*** Begin section ***

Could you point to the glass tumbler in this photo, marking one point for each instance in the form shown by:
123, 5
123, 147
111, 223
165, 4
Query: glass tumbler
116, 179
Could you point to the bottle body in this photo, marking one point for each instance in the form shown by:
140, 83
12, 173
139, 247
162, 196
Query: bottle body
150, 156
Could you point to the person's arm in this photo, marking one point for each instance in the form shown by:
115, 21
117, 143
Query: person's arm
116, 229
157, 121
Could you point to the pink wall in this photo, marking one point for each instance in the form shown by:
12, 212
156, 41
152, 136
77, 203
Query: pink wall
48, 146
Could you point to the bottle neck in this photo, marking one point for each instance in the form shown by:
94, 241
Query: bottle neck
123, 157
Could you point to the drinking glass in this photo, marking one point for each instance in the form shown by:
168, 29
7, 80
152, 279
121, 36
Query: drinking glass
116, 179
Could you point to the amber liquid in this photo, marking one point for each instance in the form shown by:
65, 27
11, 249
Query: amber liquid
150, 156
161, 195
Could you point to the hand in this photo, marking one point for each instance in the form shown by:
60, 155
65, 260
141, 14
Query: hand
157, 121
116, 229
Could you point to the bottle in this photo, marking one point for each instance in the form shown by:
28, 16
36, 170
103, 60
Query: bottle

*** End section ***

_Task prompt:_ Repeat every line of the records above exactly.

_Output for this task:_
Could you point to the glass tumbler in this photo, marking one point for each instance in the form shown by:
123, 5
123, 147
111, 223
165, 4
Query: glass tumbler
116, 179
Could you point to the bottle body in this photo, marking one point for each instance in the form shown by:
140, 83
12, 173
139, 247
162, 196
Query: bottle body
150, 156
Could you point to the person's arm in this photo, marking one point for each instance in the form shown by:
115, 21
117, 143
Query: person's arm
116, 229
157, 121
Could you point to the pink wall in this photo, marking one point for each instance in the form shown by:
12, 212
156, 41
152, 136
77, 203
Query: pink wall
48, 146
Could you point to the bottle neck in this photo, marking one point for each instance in the form shown by:
94, 241
Query: bottle neck
123, 157
Could you point to the drinking glass in this photo, marking one point for each instance in the form shown by:
168, 29
7, 80
152, 279
121, 36
Query: drinking glass
116, 179
Could you point to the amber liquid in this photo, marking one point for each instance in the form shown by:
65, 27
11, 249
Query: amber liquid
150, 156
161, 195
Could you point to the hand in this photo, marking one point for each instance in the form shown by:
60, 155
65, 260
141, 14
Query: hand
157, 121
116, 229
Could you point to the bottle in this photo, marking one point for each instance in the form shown by:
28, 16
36, 170
103, 60
Query: bottle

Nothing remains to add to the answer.